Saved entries
================================

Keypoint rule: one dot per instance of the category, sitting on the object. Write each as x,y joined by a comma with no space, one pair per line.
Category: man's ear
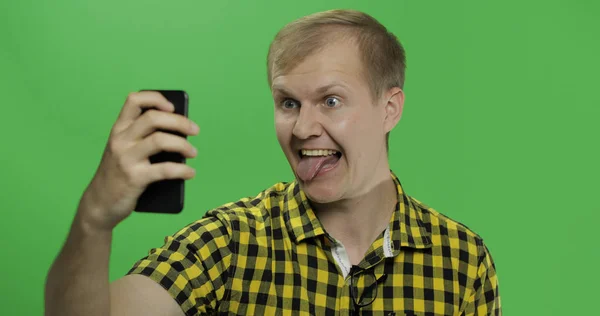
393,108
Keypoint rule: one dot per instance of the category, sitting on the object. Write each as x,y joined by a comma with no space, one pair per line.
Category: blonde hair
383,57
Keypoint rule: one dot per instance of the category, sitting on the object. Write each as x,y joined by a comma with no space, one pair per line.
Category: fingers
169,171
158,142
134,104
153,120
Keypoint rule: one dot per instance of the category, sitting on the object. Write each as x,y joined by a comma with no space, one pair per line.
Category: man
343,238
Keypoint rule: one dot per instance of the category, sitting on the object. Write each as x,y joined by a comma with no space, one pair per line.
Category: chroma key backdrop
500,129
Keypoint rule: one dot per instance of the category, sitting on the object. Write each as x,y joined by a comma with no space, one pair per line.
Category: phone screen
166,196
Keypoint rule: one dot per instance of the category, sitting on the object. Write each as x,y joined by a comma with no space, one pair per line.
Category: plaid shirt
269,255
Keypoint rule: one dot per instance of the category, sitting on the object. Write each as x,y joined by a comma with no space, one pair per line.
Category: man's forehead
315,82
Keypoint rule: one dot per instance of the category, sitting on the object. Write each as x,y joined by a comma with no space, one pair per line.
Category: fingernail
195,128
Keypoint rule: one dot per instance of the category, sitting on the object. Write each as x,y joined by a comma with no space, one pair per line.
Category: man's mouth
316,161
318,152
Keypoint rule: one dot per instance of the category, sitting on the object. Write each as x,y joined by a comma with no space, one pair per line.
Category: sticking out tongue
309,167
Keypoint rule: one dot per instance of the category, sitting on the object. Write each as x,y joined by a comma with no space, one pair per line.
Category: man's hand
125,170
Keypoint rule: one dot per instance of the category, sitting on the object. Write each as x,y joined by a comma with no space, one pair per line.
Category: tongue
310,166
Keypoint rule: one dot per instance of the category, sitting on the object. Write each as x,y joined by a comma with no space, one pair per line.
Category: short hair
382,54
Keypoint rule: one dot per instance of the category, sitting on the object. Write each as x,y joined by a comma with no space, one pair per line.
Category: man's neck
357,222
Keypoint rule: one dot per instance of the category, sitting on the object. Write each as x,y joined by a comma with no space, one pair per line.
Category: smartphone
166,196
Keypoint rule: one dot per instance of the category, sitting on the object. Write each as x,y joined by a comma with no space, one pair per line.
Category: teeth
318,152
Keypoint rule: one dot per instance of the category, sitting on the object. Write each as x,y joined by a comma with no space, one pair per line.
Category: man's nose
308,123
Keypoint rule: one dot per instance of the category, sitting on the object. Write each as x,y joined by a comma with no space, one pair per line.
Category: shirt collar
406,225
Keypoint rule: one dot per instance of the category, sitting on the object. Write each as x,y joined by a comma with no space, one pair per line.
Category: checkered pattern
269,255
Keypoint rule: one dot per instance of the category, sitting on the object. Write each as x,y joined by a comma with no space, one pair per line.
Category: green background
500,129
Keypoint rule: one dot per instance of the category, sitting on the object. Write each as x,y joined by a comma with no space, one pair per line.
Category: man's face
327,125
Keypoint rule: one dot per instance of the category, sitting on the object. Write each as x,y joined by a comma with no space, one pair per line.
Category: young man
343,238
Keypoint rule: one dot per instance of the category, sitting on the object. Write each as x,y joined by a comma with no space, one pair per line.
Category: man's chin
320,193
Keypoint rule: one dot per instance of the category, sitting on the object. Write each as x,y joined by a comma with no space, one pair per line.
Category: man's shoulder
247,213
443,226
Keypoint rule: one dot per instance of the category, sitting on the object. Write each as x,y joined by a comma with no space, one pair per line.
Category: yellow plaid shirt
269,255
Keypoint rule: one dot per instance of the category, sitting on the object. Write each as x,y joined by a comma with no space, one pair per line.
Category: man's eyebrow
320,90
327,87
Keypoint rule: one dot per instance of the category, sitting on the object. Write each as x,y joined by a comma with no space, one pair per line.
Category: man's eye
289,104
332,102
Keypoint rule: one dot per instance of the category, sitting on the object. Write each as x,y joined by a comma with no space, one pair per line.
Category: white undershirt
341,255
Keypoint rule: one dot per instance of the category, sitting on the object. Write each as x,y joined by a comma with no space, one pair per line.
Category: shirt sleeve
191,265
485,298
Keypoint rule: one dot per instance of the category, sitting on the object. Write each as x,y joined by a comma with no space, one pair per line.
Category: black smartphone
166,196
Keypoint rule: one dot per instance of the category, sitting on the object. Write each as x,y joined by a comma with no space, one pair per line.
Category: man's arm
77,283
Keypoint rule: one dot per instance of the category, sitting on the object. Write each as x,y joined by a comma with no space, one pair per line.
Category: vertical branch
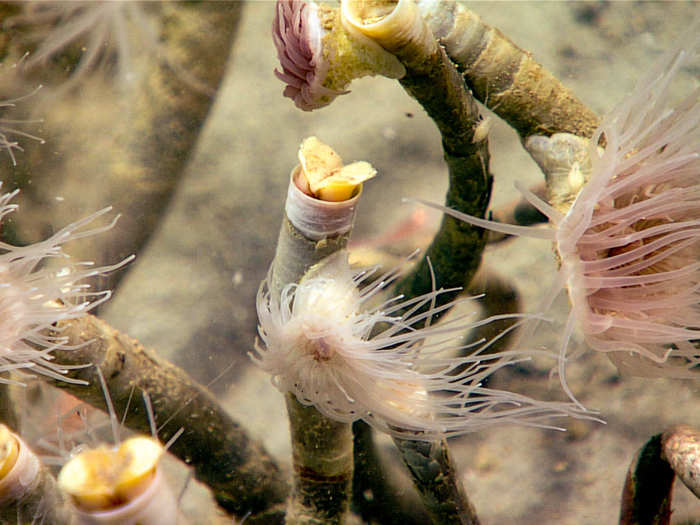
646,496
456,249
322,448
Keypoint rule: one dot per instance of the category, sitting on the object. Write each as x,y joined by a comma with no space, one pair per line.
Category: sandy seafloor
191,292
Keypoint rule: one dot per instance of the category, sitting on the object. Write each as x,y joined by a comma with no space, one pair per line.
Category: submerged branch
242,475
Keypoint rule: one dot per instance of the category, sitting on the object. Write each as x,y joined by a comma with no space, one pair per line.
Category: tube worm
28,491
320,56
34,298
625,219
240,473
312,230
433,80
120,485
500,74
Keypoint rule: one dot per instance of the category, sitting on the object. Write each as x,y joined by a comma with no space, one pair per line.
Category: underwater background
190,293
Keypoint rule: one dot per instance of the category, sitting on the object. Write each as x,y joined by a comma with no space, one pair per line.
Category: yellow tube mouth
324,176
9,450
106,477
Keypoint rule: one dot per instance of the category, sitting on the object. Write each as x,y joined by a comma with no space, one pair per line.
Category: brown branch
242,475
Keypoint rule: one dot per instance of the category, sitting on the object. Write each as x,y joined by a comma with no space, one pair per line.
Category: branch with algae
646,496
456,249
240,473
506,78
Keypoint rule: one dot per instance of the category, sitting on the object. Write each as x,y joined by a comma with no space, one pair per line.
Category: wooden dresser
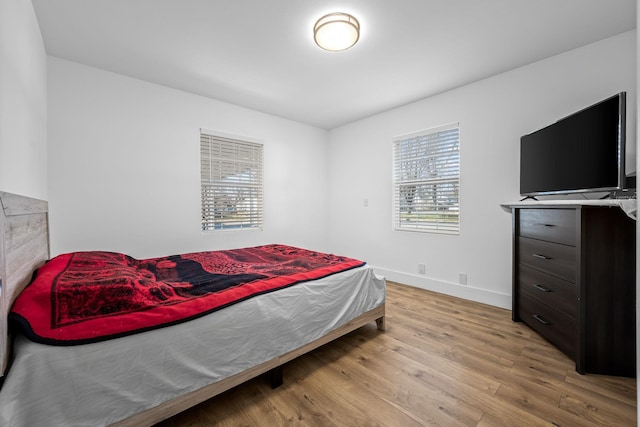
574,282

================================

Work request
In the copy, include every record exactly and no pictures.

Final answer
Keypoint rule: one dot per instance of the category, sitting on the object. Write each as x,y joined by a comma with no space, one pair per line.
Category: man's ear
393,108
Keypoint rule: one dot per instance of the category, sitting on the object. Write each as x,y joined by a comma with no space, one pair per line.
Category: blonde hair
383,57
Keypoint rule: one dot per instance of the category, sitting on the object. Write each as x,y joined by a comma with no space, one pair per line.
Category: fingers
169,171
158,142
134,104
153,120
Keypoint rule: one dot per instance of the category, sitting on the object. Write each as x,y joined by a comma with no space, one pair per line.
Category: man
343,238
Keypoint rule: one dot per instance of the category, sitting on the object. Write each as x,y joined by a comma with no space, one pair per line.
Category: chroma key backdrop
500,129
Keypoint rule: one dot per instance of the category, sitting on the object. Write each as x,y joined by a comma with no space, one pair per line.
Category: phone screen
166,196
Keypoint rule: one dot per instance of the category, sitting on the object. Write each as x,y joined by a comma with no space, one pair per line.
Category: plaid shirt
269,255
Keypoint rule: one dot per instance of the category, sitting on the object. Write each as x,y joined by a comma with no space, one pair per line.
Category: man's forehead
315,82
Keypoint rule: one dot per instance of the category, sitting on the object. Write each as x,y joined by a comma with no space, one pair per line.
Category: fingernail
195,128
Keypoint rule: one dot per instance of the category, sitting on the object. Write each as x,y joined by a comma with no space, one pair per line.
Category: man's mouth
316,161
318,152
Keypoint rule: one dot per instance of the category, sitting on the object. Write each as x,y joined by a comma with no space, one pair per line.
Category: sticking out tongue
309,167
Keypoint rule: one dot per instance of the category, sitting on the object. Write each as x,y joined by a comma with no space, one pair per line.
Category: man's hand
125,170
Keypoint rule: one dot per instance of the category, sitting on the object. Write each as x,y joined by a comma with no space, one pair per line.
Category: tongue
310,166
Keypoint rule: one dot per instance of the category, sitting on the object. Write each as x,y joined by a comma with no space, one pair per line.
Category: short hair
382,54
Keypoint rule: one dot per instance of the category, sitting on the object. Write each as x,y joined by a comma with no space, one pair per line.
Category: man's neck
357,222
Keypoint rule: one dot per instance of the category, sitting on the object. Write each as x,y joined by a comma with no space, one pair per line.
Category: smartphone
166,196
Keypoint rule: one dot per instance of the category, sitting on the object. Write each as x,y joined by a comma with no space, one pair per line.
Category: teeth
318,152
Keypoint rule: one dot per instance of the category, sitting on the object. Write each as x,y joined by a comma with no space, one pair per line.
Category: man's nose
308,123
Keypoint rule: one dot per instance of the category, sitting on the object. Write each as x,y joined by a comma with no space, one pair per line.
Category: shirt collar
406,225
Keypoint rule: one dot per instance of the category, sitting on the object. Write each as x,y joined by a comma with no space, one pair per line.
Category: checkered pattern
269,255
Keypoint rule: one dot per instance of the category, sitting on the object. Write each as x,y joined by a comma with no space, one pair per line.
Category: green background
500,129
Keypoint rule: one dot per instance of the category, sitting on the object. Write each as x,y joined by a comma with no space, one pair per line.
Category: man's face
327,125
Keypoint rule: one dot per instance of the category, sitting on the object. Write each as x,y joined by a comma with no space, one pair per line.
Category: young man
343,238
Keypoint rule: one dot per instance of the category, sitting on the object. Write each as x,y joined by a comma with no space, one pair per line.
Category: man's chin
320,193
Keypoint rule: one dot per instance of the category, sitting on the object. Write each as x,y joined by a comma with no space, one pair per line.
Category: man's shoulder
247,213
443,226
Keypoint rule: one dot per instance of the category, sitting on the object. Write each as x,y joined by a comma with no space, one pair per line.
Category: yellow plaid shirt
269,255
Keypoint rule: one dot per instance of the category, sitting on the object. Write each as x,y joined by a comma with no space, one pair per line.
Category: man's eyebrow
320,90
327,87
Keypoint rule: one dot per instance of the category, sitting on the object. Write each as x,y joined by a comma with no space, one pair per line.
Category: man's eye
289,104
332,102
Keypoint rule: one dot per instance of the category, sitting on the object. Write each as x,y joined by a comma with no space, one pair per line.
Category: white undershirt
341,255
Keypoint rule: one dot per instance of the category, sitting on the object. Write each as x,y joined by a comma with no space, one pair per line.
Category: shirt sleeve
191,265
485,298
Keypoint rule: one dot per instance of the category, sitting on the object. Write each as x,y joined by a comma with no space, one pair per line.
Category: black smartphone
166,196
Keypoint rule: one dot per instance of the category, sitting on the object. Write each as x,y joined by a comma with no space, one pair per line.
Category: man's arm
77,283
Keypoint rule: one dot per instance of the category, sitting on the object. Write each as x,y joined by a comma with no space, one pair per line.
Category: vertical branch
646,496
456,249
322,448
Keypoint rule: one dot per instance of the category, sitting on the object. Write each as x,y joined by a comma with no space, one pair per line.
Category: sandy seafloor
191,292
Keypoint rule: one dot per instance of the category, sitting on the object. Write each as x,y joined by a comma with no space, one pair per line.
Category: submerged branch
242,475
Keypoint rule: one dot per instance of the category, sitting on the object. Write each as x,y joined by a comma with no space, one pair per line.
Category: tube worm
28,491
320,56
34,298
625,219
240,473
312,230
433,80
120,485
500,74
Keypoint rule: one dot per instance of the category, sitting on the object. Write each as x,y joined by a comma with no space, one pair per line.
Category: underwater background
190,293
Keypoint rule: one dot per instance of the category, sitting on the object. Write each as x,y joined by a comma with no space, one pair per line.
Category: yellow tube mouth
324,176
9,450
106,477
Keypoint rule: one dot per instance of the category, sitting on the object. Write each as x,y joined by a comma with no space, one pair per line.
Category: brown branch
242,475
Keypoint rule: one dot per instance of the category, sitting on the object. Write each as x,y joined by a comma with no space, one pair per line.
Category: branch with algae
646,496
456,249
240,473
506,78
Keypoint rule: one dot per instance of the category, sitting on the object. Write each as x,y joined by a comma with no space, one pair per line.
Category: wooden dresser
574,282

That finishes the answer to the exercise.